*WORK TO BE COMPLETED*. Find every line in the records below that contains the word "zipper" and copy each one out in full.

*LISTING*.
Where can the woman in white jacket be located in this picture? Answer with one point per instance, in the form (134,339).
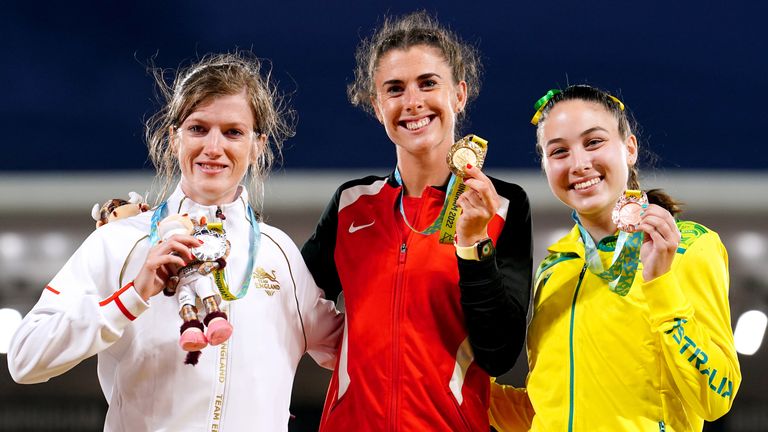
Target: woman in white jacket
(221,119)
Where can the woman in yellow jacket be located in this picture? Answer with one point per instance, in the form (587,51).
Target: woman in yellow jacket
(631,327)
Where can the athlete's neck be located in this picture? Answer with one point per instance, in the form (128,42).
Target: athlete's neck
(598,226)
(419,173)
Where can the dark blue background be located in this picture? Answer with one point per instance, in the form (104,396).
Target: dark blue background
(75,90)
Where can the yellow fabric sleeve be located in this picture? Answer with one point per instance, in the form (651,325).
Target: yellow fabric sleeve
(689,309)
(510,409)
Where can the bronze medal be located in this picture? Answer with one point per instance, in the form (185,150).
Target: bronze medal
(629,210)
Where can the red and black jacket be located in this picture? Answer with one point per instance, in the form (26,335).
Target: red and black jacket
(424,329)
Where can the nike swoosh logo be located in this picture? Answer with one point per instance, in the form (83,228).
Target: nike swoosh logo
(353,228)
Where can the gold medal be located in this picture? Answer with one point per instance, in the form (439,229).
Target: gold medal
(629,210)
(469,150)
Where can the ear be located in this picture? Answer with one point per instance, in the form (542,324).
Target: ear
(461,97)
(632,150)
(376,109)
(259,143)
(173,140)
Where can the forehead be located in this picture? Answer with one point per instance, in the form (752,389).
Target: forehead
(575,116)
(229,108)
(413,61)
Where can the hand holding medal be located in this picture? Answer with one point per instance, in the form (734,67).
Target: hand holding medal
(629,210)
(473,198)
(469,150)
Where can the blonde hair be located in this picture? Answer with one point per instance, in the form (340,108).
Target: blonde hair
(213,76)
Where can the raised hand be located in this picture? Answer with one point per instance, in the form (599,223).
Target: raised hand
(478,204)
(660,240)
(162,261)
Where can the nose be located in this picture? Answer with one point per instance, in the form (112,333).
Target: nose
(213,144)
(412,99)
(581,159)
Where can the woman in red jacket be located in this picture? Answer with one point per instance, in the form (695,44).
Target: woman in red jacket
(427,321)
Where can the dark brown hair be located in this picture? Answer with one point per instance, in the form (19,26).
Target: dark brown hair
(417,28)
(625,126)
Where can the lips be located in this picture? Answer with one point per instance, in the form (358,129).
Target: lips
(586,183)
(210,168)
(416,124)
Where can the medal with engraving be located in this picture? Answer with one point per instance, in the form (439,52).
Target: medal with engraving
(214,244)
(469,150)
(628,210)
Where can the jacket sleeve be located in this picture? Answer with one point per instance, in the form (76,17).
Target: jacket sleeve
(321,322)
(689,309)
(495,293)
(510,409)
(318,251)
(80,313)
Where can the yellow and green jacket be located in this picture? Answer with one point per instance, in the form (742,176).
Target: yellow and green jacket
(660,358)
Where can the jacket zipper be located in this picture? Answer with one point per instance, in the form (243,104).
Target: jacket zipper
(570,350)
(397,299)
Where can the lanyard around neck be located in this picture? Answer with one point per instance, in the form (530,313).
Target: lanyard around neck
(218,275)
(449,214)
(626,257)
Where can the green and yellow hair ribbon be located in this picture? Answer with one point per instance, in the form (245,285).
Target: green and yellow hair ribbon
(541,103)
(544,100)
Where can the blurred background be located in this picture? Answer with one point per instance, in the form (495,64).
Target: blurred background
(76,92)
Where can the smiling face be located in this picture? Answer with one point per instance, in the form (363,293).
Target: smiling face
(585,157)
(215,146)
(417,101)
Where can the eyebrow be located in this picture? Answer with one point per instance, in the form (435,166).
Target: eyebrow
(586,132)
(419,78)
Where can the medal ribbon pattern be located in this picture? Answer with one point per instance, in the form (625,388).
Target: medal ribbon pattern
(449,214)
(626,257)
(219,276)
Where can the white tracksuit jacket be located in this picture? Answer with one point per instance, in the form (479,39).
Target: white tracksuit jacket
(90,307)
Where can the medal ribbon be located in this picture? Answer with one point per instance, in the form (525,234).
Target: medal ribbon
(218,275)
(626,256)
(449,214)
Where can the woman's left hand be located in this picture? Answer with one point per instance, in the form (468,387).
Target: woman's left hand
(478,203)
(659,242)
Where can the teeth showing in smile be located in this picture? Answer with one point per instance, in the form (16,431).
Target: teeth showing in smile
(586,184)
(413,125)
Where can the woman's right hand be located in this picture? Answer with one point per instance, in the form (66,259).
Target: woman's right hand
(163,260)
---
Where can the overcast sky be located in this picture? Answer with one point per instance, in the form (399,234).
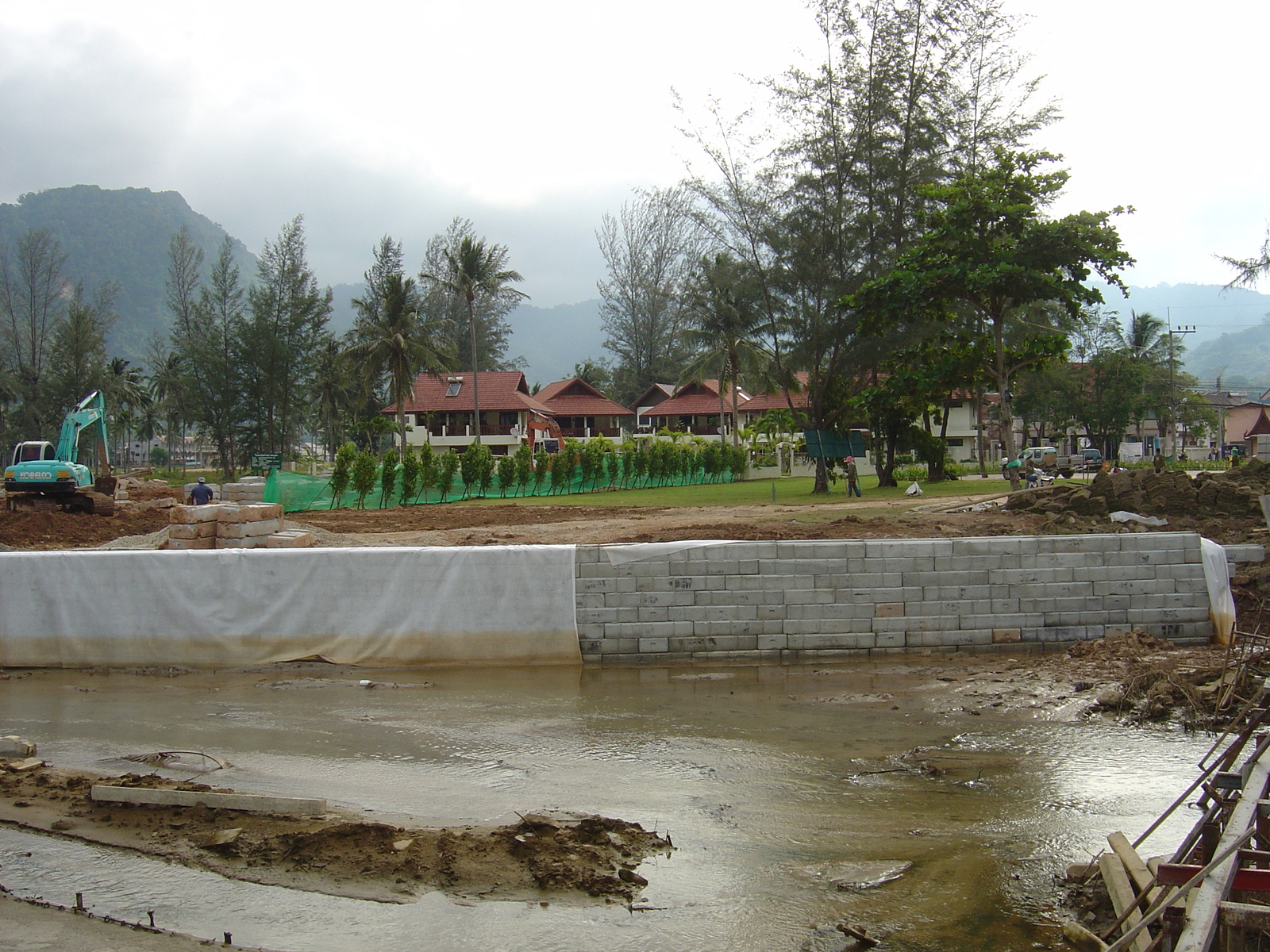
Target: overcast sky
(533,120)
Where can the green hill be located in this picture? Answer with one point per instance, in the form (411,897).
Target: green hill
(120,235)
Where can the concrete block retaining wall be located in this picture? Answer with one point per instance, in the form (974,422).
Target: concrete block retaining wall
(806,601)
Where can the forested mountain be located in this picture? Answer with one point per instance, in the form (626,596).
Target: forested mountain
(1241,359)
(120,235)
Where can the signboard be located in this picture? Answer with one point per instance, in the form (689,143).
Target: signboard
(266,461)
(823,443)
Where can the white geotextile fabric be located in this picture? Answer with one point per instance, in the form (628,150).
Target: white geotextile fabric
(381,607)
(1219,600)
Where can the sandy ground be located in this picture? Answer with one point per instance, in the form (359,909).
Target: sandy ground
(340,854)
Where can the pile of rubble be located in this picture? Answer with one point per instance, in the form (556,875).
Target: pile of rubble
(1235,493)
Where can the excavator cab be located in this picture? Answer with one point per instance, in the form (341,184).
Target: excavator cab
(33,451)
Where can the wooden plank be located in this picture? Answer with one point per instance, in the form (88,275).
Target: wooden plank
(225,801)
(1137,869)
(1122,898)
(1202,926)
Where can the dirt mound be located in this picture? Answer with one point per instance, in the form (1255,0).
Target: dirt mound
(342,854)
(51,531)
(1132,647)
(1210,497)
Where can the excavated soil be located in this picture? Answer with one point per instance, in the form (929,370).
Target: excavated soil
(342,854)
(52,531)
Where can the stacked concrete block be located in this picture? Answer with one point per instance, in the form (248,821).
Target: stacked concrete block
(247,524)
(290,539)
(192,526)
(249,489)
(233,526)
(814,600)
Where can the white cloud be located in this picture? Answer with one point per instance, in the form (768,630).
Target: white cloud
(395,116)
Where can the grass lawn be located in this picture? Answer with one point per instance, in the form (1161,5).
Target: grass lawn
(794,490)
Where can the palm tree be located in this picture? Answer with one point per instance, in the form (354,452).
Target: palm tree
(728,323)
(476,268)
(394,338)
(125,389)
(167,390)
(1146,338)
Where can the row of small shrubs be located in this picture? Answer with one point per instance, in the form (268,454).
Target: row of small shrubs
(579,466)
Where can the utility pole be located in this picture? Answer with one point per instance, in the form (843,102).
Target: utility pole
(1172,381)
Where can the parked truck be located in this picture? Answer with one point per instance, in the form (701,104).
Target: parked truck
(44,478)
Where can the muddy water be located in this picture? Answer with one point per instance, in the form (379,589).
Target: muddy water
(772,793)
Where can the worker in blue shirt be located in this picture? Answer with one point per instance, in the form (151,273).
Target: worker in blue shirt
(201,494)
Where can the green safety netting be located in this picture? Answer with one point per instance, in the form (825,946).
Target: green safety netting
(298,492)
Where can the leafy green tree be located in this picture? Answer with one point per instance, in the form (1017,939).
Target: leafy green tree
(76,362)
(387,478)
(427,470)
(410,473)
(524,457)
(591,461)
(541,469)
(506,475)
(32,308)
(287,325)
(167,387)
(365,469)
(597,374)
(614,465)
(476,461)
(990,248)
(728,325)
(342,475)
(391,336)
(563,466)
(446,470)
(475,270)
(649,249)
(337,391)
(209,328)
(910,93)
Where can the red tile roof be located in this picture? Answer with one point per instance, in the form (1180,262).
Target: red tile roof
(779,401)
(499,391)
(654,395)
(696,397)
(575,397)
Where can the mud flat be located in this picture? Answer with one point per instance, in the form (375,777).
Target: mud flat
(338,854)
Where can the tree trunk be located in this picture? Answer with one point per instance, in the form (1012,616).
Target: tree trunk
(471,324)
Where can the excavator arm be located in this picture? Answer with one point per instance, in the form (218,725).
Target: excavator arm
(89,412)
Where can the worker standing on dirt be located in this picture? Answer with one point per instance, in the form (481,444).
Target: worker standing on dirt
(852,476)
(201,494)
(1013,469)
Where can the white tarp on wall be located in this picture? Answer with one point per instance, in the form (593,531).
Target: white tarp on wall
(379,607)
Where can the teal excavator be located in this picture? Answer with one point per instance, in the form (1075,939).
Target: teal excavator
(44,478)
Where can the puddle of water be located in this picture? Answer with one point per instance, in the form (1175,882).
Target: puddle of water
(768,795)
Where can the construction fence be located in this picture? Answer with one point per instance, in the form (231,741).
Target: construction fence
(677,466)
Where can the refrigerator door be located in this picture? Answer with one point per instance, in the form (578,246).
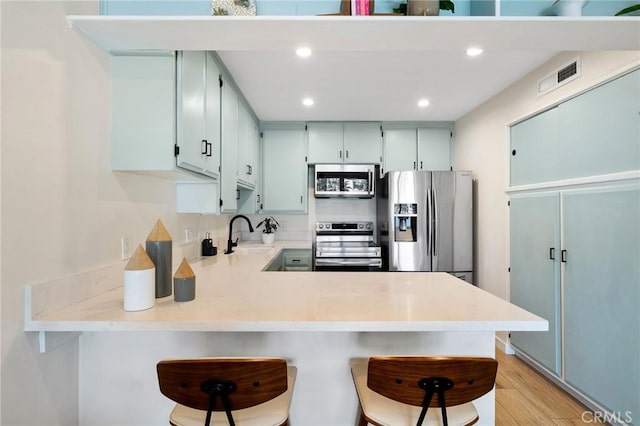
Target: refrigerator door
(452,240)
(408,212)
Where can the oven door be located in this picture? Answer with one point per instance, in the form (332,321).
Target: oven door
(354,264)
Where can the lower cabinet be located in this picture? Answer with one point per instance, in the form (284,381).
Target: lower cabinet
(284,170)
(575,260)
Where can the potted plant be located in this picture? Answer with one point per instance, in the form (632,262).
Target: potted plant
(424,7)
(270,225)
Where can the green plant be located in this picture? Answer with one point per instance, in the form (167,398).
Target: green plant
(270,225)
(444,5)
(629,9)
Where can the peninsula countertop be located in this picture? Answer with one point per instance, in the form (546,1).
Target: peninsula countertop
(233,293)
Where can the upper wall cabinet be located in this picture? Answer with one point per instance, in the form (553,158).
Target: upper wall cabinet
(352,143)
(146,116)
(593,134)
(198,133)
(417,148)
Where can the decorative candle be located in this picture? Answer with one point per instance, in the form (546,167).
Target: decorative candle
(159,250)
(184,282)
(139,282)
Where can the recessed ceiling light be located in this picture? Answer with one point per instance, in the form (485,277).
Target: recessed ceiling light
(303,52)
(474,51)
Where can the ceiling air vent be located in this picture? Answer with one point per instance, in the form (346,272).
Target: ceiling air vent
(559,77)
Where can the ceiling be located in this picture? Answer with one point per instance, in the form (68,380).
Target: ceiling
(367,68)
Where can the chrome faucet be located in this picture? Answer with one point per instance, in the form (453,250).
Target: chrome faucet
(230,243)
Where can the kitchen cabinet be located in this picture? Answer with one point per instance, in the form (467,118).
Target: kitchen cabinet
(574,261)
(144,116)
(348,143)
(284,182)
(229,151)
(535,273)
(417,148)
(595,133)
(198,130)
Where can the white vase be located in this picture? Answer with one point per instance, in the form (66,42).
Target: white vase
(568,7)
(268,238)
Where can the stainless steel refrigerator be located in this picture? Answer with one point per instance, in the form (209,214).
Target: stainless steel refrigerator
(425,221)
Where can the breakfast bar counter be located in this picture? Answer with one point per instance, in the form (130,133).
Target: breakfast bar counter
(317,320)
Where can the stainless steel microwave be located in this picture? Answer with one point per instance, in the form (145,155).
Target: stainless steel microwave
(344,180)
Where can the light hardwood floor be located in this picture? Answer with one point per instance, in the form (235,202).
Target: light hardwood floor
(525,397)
==
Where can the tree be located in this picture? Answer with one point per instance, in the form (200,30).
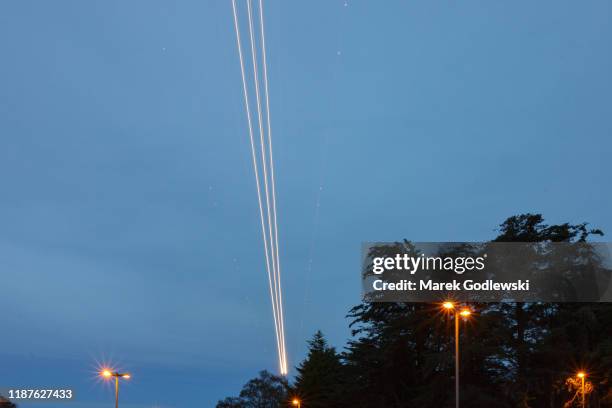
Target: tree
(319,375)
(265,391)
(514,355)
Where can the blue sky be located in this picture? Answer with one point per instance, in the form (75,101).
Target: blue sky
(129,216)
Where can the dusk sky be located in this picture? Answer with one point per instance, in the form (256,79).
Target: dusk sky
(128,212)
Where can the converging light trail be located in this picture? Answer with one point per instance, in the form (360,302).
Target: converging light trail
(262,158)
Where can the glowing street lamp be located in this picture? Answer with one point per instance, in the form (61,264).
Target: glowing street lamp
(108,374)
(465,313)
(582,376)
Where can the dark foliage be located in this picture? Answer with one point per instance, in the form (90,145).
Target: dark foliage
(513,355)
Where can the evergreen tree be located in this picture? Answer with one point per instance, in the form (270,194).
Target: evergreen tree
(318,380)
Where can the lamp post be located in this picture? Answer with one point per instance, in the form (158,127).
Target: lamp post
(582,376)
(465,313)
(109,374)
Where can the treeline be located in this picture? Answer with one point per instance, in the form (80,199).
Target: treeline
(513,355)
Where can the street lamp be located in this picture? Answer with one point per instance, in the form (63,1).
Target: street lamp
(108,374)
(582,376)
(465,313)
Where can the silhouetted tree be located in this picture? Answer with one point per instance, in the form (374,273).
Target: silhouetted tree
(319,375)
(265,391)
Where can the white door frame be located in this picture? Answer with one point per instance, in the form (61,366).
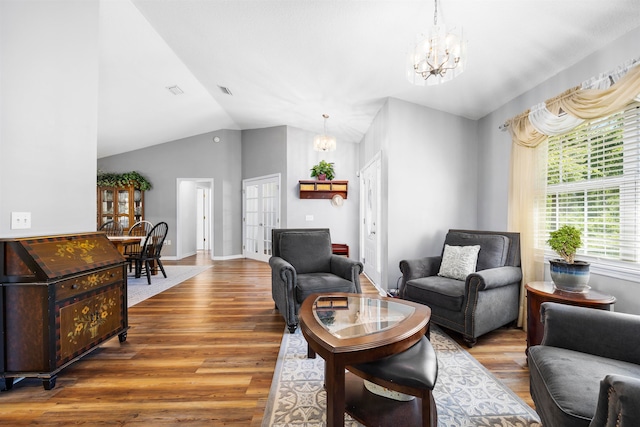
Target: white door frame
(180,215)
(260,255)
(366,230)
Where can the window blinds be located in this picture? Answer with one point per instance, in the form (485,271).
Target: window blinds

*THE RESPONSE*.
Where can the jacket zipper be located in this picture? Answer with one point per instance, in the form (243,104).
Target: jacket zipper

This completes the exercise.